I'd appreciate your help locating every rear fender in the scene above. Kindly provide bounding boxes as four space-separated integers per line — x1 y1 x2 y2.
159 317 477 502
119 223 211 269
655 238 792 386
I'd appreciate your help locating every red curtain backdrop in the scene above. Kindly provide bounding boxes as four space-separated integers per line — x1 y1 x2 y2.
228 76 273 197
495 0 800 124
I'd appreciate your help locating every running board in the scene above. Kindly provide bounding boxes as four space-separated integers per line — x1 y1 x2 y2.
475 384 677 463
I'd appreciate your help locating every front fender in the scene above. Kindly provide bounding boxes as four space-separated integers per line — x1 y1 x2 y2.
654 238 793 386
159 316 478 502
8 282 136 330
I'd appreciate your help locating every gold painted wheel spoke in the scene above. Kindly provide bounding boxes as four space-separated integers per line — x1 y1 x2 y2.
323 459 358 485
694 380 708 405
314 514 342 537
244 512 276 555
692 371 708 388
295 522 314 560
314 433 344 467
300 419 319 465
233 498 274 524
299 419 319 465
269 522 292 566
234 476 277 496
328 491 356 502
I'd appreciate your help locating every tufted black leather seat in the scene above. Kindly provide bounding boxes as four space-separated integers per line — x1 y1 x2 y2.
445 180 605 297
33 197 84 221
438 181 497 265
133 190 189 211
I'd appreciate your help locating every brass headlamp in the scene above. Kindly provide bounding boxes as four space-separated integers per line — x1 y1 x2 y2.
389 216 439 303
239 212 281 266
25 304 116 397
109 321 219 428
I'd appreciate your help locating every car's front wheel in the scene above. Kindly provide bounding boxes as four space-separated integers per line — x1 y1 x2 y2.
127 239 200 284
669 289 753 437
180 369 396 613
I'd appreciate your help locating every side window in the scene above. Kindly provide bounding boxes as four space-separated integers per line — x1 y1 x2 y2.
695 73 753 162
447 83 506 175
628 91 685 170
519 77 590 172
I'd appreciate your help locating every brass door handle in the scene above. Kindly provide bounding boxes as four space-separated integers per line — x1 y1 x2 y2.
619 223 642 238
★ ★ ★
**Exercise task:**
Please lay out the lines above as a two-column CSV with the headers "prompt" and "reply". Give one row for each line that asks for boxes, holding that line's text and its full answer, each in its own double-quoted field with any line breaks replaced by spaces.

**Exercise solution:**
prompt,reply
"I'd appreciate your help locating every rear fender in the scene above. Kindly provide bounding boxes as four space-separated integers per line — x1 y1 x2 y2.","159 317 477 502 119 223 211 269 655 238 792 386"
"I'd appreciate your help locating every red curtain backdrop in the scene above. Kindly provide bounding boxes as four space-separated integers per line — x1 y1 x2 y2.","228 76 273 197 495 0 800 124"
"I'd appreciate your help locating every running board in the scene above. Kindly provide bounding boxes as four space-separated integers per line — x1 y1 x2 y2.","475 384 677 463"
"I'd appreciate your help locating every front fender in the scene above. Kindly provide bounding boxes as four space-separated integers per line — x1 y1 x2 y2.","654 238 793 386 159 316 478 502 8 282 136 330"
"I'd appreciate your help locating every gold painted wheel spoke in the scene above. Kindly provide bounding boxes as four space-separated integers per line — x1 y1 x2 y2.","323 459 358 485 694 380 708 405 314 514 342 537 244 512 276 555 692 371 708 388 295 522 314 560 314 433 344 467 300 419 319 465 233 498 274 524 299 419 319 465 269 522 292 566 234 476 277 496 328 491 356 502"
"I'd appreciate your help locating every tufted black leather seat in the scene above. Kindly provide bounding boxes as four space-separated integers per line — x1 y1 x2 y2.","445 180 605 297 33 197 84 221 438 181 497 265 133 190 189 211"
"I'd appreciate your help locating every brass headlamp in the scene above. Kindly provide bounding boxes as four space-separated integers per line — x1 y1 x2 y2.","389 216 439 303 239 212 281 266 25 304 116 397 109 321 219 428"
"I'd appreciate your help locating every car's front wheel in the scene above. Kindly provide bounding boxes as four space-separated integers per line — x1 y1 x2 y2.","127 239 200 284 669 289 753 437 180 369 396 613"
"I'd appreciate your help locating every side window in the scene above. Kindly provide bounding boxes as four space-separated integers per line — x1 y1 x2 y2.","695 73 753 162 447 83 506 175 628 91 685 170 519 77 590 172"
"I'd appreciate your help locating every brass door handle in the scene above. Kindly provide bounding boxes as four space-separated integers per line — x1 y1 x2 y2.","619 223 642 238"